# To be done:
Omit all pictures and give the records below again exactly as written.
___ Dataset ___
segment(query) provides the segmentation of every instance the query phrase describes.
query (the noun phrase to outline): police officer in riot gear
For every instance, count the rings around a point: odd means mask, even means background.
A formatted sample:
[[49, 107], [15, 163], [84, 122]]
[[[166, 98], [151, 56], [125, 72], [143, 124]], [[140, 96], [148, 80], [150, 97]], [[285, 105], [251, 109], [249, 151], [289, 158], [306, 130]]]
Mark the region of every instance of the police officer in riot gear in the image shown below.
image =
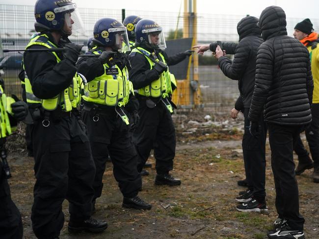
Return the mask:
[[93, 202], [102, 193], [108, 153], [123, 195], [122, 206], [151, 209], [151, 204], [137, 196], [142, 180], [136, 169], [137, 155], [129, 134], [128, 112], [133, 115], [135, 125], [139, 117], [136, 104], [132, 103], [133, 92], [128, 79], [128, 57], [123, 53], [130, 50], [126, 27], [116, 19], [103, 18], [95, 23], [93, 33], [95, 46], [87, 54], [101, 55], [81, 57], [77, 65], [88, 82], [82, 96], [82, 113], [96, 167]]
[[27, 115], [27, 105], [23, 101], [12, 103], [12, 98], [3, 93], [3, 82], [0, 79], [0, 155], [2, 161], [0, 161], [0, 232], [2, 239], [21, 239], [23, 236], [21, 215], [11, 198], [7, 180], [11, 175], [4, 145], [6, 137], [16, 128], [17, 120], [22, 120]]
[[[131, 15], [128, 16], [123, 20], [123, 25], [126, 26], [126, 30], [128, 31], [131, 50], [135, 48], [135, 27], [136, 27], [137, 23], [141, 20], [142, 19], [138, 16]], [[128, 55], [131, 53], [131, 51], [127, 51], [126, 53]], [[130, 70], [130, 67], [129, 67], [128, 69]], [[133, 134], [133, 131], [130, 132], [130, 133]], [[152, 164], [146, 162], [144, 164], [144, 167], [152, 167]], [[150, 174], [149, 171], [145, 169], [142, 169], [140, 173], [142, 176], [147, 176]]]
[[154, 148], [157, 172], [155, 184], [180, 185], [181, 180], [169, 174], [176, 146], [170, 99], [176, 82], [167, 66], [178, 63], [191, 55], [192, 51], [188, 50], [168, 57], [163, 50], [166, 44], [162, 28], [153, 20], [139, 21], [135, 34], [136, 48], [129, 59], [130, 80], [137, 91], [139, 102], [140, 123], [133, 134], [141, 160], [137, 169], [141, 171]]
[[[107, 223], [91, 217], [95, 167], [77, 109], [83, 83], [75, 64], [82, 46], [68, 38], [81, 25], [80, 18], [72, 0], [38, 0], [34, 15], [39, 33], [26, 48], [44, 51], [24, 55], [27, 101], [34, 121], [33, 231], [39, 239], [58, 238], [65, 199], [69, 202], [69, 231], [102, 231]], [[46, 51], [63, 47], [63, 54]]]
[[131, 15], [126, 17], [123, 20], [123, 25], [126, 27], [128, 31], [128, 36], [129, 37], [129, 42], [130, 43], [130, 47], [132, 50], [135, 48], [135, 28], [136, 24], [142, 19], [136, 15]]

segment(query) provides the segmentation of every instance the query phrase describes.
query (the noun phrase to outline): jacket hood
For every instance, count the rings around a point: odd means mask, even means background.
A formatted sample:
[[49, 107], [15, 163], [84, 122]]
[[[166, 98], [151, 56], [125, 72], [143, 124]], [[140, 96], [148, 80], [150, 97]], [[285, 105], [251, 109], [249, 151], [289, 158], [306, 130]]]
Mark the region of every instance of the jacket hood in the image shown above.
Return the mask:
[[260, 15], [258, 25], [265, 40], [276, 36], [287, 35], [286, 13], [280, 7], [270, 6], [266, 8]]
[[248, 36], [261, 36], [262, 30], [257, 26], [259, 20], [251, 16], [243, 18], [237, 24], [237, 32], [239, 36], [239, 41]]

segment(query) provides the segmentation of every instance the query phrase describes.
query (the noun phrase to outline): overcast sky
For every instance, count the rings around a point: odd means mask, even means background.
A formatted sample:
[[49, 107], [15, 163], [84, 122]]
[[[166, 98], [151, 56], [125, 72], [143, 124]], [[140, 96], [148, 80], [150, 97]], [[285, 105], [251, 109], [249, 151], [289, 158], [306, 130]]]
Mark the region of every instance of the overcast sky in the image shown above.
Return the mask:
[[[110, 9], [169, 11], [178, 12], [183, 0], [74, 0], [79, 7]], [[187, 0], [188, 1], [188, 0]], [[0, 0], [0, 3], [34, 5], [36, 0]], [[201, 14], [249, 14], [259, 17], [266, 7], [280, 6], [288, 18], [319, 19], [319, 0], [197, 0], [197, 12]], [[184, 10], [182, 6], [182, 11]]]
___
# Answer to the task:
segment(query) provides the segmentation of every instance the query phrase describes.
query (the noun phrase to outline): police officer in riot gear
For every instance, count the rings around a point: odd means mask, even means background.
A formatted sample:
[[49, 107], [15, 163], [84, 122]]
[[[166, 98], [151, 56], [125, 72], [143, 124]], [[140, 96], [148, 80], [150, 97]], [[285, 105], [251, 109], [249, 151], [289, 158], [306, 130]]]
Mark the region of every instance of the police officer in riot gear in the image shown below.
image =
Return the mask:
[[93, 202], [102, 193], [108, 153], [123, 195], [122, 206], [151, 209], [151, 204], [137, 196], [142, 180], [136, 169], [137, 155], [129, 134], [128, 112], [133, 115], [135, 125], [139, 117], [136, 104], [132, 103], [133, 92], [128, 79], [128, 57], [123, 53], [130, 50], [126, 27], [116, 19], [103, 18], [95, 23], [93, 33], [95, 46], [87, 54], [101, 55], [81, 57], [77, 65], [88, 82], [82, 96], [82, 113], [96, 167]]
[[27, 115], [27, 105], [23, 101], [12, 103], [12, 98], [3, 93], [3, 82], [0, 79], [0, 155], [2, 161], [0, 161], [0, 232], [2, 239], [21, 239], [23, 236], [21, 215], [11, 198], [7, 180], [11, 175], [4, 145], [6, 137], [16, 128], [17, 120], [22, 120]]
[[[131, 15], [128, 16], [123, 20], [123, 25], [126, 26], [126, 30], [128, 31], [131, 50], [135, 48], [135, 27], [136, 27], [137, 23], [141, 20], [142, 19], [138, 16]], [[128, 55], [131, 53], [131, 51], [127, 51], [126, 53]], [[130, 70], [130, 67], [129, 67], [128, 69]], [[133, 134], [133, 131], [130, 132], [130, 133]], [[152, 164], [146, 162], [144, 164], [144, 167], [152, 167]], [[150, 174], [149, 171], [145, 169], [142, 169], [140, 173], [142, 176], [147, 176]]]
[[154, 148], [157, 172], [155, 184], [180, 185], [181, 180], [169, 174], [176, 146], [170, 99], [176, 82], [167, 66], [178, 63], [191, 55], [192, 51], [188, 50], [168, 57], [163, 50], [166, 44], [162, 28], [153, 20], [139, 21], [135, 34], [136, 48], [129, 59], [130, 80], [137, 91], [139, 102], [140, 123], [133, 134], [141, 160], [137, 169], [141, 171]]
[[[107, 223], [91, 217], [95, 167], [77, 109], [83, 83], [75, 64], [82, 46], [68, 38], [81, 25], [80, 18], [72, 0], [38, 0], [34, 15], [39, 33], [26, 48], [44, 51], [24, 55], [27, 101], [34, 121], [33, 231], [39, 239], [58, 238], [65, 199], [69, 202], [69, 231], [102, 231]], [[46, 51], [63, 47], [63, 54]]]
[[131, 15], [126, 17], [123, 20], [123, 25], [126, 27], [128, 31], [128, 36], [129, 37], [129, 42], [130, 43], [130, 47], [132, 50], [135, 48], [135, 28], [136, 24], [142, 19], [136, 15]]

segment(query) provides the segmentation of every instance the query phrase describes.
query (the noun phrase to outline): jacket hood
For every instance, count the rings around a point: odd means mask, even means background.
A formatted sample:
[[49, 107], [15, 163], [84, 122]]
[[[166, 98], [151, 56], [125, 72], [143, 124]], [[140, 96], [148, 80], [150, 97]], [[285, 105], [251, 109], [249, 151], [289, 158], [306, 130]]]
Mark the region of every instance of the jacket hood in the image shown above.
Return the mask:
[[260, 15], [258, 25], [265, 40], [276, 36], [287, 35], [286, 13], [280, 7], [270, 6], [266, 8]]
[[248, 36], [261, 36], [262, 30], [257, 26], [259, 20], [251, 16], [243, 18], [237, 24], [237, 32], [239, 36], [239, 41]]

segment(query) provides the segmentation of every instance the query phrase describes.
query (the noun phrase to outline): overcast sky
For every instance, count the rings around a point: odd means mask, even means background.
A formatted sample:
[[49, 107], [15, 163], [84, 122]]
[[[166, 98], [151, 56], [125, 72], [143, 124]], [[140, 96], [148, 80], [150, 97]], [[285, 105], [251, 109], [249, 151], [289, 158], [306, 130]]]
Mark the region of every instance of the overcast sky in the image shown above.
Return the mask:
[[[110, 9], [169, 11], [178, 12], [183, 0], [74, 0], [79, 7]], [[187, 0], [188, 1], [188, 0]], [[0, 0], [0, 3], [34, 5], [36, 0]], [[201, 14], [249, 14], [259, 17], [266, 7], [280, 6], [288, 18], [319, 19], [319, 0], [197, 0], [197, 12]], [[184, 10], [182, 6], [182, 11]]]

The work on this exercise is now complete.